What is expected: Without changing anything, transcribe all of the entries.
--- --- ---
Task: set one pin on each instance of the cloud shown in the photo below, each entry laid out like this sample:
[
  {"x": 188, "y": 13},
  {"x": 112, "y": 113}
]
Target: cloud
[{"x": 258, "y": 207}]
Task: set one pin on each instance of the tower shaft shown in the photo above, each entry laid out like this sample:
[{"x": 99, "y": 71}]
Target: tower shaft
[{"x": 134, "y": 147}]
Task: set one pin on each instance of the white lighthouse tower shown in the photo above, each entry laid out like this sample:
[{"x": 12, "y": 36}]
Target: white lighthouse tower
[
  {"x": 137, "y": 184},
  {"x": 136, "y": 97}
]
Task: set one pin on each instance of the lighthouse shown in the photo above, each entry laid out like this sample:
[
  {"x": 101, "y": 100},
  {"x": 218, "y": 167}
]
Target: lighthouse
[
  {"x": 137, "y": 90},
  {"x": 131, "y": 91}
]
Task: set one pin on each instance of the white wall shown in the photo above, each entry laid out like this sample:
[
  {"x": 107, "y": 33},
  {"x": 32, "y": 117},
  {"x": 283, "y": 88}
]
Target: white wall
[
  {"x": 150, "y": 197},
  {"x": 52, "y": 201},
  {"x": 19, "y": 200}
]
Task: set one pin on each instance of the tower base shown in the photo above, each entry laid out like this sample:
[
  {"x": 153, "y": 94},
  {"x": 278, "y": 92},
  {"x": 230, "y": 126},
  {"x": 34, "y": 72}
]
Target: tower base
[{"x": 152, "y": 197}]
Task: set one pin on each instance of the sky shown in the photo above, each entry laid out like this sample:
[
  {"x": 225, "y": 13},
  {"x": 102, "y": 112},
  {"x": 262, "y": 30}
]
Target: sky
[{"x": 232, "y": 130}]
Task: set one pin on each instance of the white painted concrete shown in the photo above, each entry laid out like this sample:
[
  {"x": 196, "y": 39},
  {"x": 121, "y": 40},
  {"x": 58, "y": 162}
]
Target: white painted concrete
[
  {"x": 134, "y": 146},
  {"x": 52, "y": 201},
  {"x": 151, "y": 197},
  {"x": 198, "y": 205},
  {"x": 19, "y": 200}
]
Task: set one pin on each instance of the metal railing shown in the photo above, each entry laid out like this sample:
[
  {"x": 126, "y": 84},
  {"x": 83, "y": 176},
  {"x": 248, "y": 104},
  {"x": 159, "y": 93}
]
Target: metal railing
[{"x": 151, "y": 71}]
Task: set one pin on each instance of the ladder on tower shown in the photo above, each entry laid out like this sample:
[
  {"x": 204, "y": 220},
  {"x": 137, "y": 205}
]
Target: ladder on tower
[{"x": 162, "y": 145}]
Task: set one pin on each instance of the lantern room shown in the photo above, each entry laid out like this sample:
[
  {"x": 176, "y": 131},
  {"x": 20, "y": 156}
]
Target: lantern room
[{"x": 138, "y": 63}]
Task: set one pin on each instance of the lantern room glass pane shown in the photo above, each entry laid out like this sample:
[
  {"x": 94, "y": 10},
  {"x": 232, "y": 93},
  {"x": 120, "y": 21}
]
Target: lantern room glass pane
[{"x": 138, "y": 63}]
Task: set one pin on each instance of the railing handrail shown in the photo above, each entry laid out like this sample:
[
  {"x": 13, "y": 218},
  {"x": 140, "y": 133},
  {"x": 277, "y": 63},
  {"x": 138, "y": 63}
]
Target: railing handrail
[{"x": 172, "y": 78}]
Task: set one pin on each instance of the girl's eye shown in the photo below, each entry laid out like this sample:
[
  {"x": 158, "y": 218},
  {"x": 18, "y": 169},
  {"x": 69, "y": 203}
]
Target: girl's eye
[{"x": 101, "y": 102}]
--- --- ---
Answer section:
Task: set one pin on each instance of the cloud shown in the photo below, each entry laid out like this sample:
[
  {"x": 188, "y": 13},
  {"x": 112, "y": 113}
]
Target: cloud
[{"x": 258, "y": 207}]
Task: set one pin on each instance of the tower shaft shown in the photo above, each entry laid out like this sample:
[{"x": 99, "y": 71}]
Target: tower shaft
[{"x": 134, "y": 147}]
Task: set one pin on each instance of the white lighthouse tower shown in the photo above, each entry laid out like this sample:
[{"x": 12, "y": 36}]
Target: white lighthouse tower
[
  {"x": 137, "y": 184},
  {"x": 136, "y": 97}
]
Task: set one pin on each instance of the lighthouse shown in the photo above, each entry laid out like this sample:
[
  {"x": 101, "y": 100},
  {"x": 218, "y": 167}
]
Target: lighthouse
[
  {"x": 137, "y": 90},
  {"x": 131, "y": 91}
]
Task: set one pin on each instance of the white wall shown in the photo above, each entry laid out like this sample:
[
  {"x": 107, "y": 33},
  {"x": 32, "y": 117},
  {"x": 283, "y": 88}
]
Target: white wall
[
  {"x": 150, "y": 197},
  {"x": 52, "y": 201},
  {"x": 19, "y": 200}
]
Task: set one pin on each instance of the tower base shown in the photo above, each entry laid out like this sample:
[
  {"x": 153, "y": 94},
  {"x": 278, "y": 92},
  {"x": 230, "y": 126},
  {"x": 34, "y": 72}
]
Target: tower base
[{"x": 152, "y": 197}]
Task: set one pin on each instance of the sky shown in the photo above, each entry laid out like this sample:
[
  {"x": 225, "y": 13},
  {"x": 102, "y": 112},
  {"x": 262, "y": 30}
]
Target: sky
[{"x": 232, "y": 130}]
Task: set one pin on each instance of the white painted concrete shown in the photo above, each entry laid out like this sample:
[
  {"x": 196, "y": 39},
  {"x": 121, "y": 40},
  {"x": 58, "y": 162}
]
Target: white painted concrete
[
  {"x": 134, "y": 146},
  {"x": 52, "y": 201},
  {"x": 151, "y": 197},
  {"x": 198, "y": 205},
  {"x": 19, "y": 200}
]
Task: set one pin on each instance of the metal railing shown in the photo above, each entry laid out like this sample:
[
  {"x": 126, "y": 84},
  {"x": 83, "y": 176},
  {"x": 248, "y": 104},
  {"x": 159, "y": 93}
]
Target: metal railing
[{"x": 151, "y": 71}]
Task: set one pin on each instance of the ladder on tower shown in the photo above, each entry laid out like this sample:
[
  {"x": 204, "y": 220},
  {"x": 137, "y": 205}
]
Target: ladder on tower
[{"x": 162, "y": 145}]
Task: set one pin on each instance of the lantern room shown in the photo above, each entry laid out like this sample:
[
  {"x": 176, "y": 131},
  {"x": 20, "y": 156}
]
Target: lantern room
[{"x": 138, "y": 63}]
Task: set one pin on each instance of the lantern room glass pane shown in the photo above, each entry laid out like this sample:
[
  {"x": 94, "y": 10},
  {"x": 232, "y": 93},
  {"x": 120, "y": 21}
]
Target: lantern room glass pane
[{"x": 138, "y": 63}]
Task: set one pin on each instance of the railing handrail shown in the photo above, each entry laid out like this sample:
[
  {"x": 13, "y": 218},
  {"x": 140, "y": 133},
  {"x": 277, "y": 63},
  {"x": 138, "y": 63}
]
Target: railing handrail
[{"x": 172, "y": 78}]
Task: set one pin on each instance of the girl's eye shown in the photo below, each entry laid out like this sample:
[
  {"x": 158, "y": 218},
  {"x": 18, "y": 169},
  {"x": 69, "y": 203}
]
Target: girl's eye
[{"x": 101, "y": 102}]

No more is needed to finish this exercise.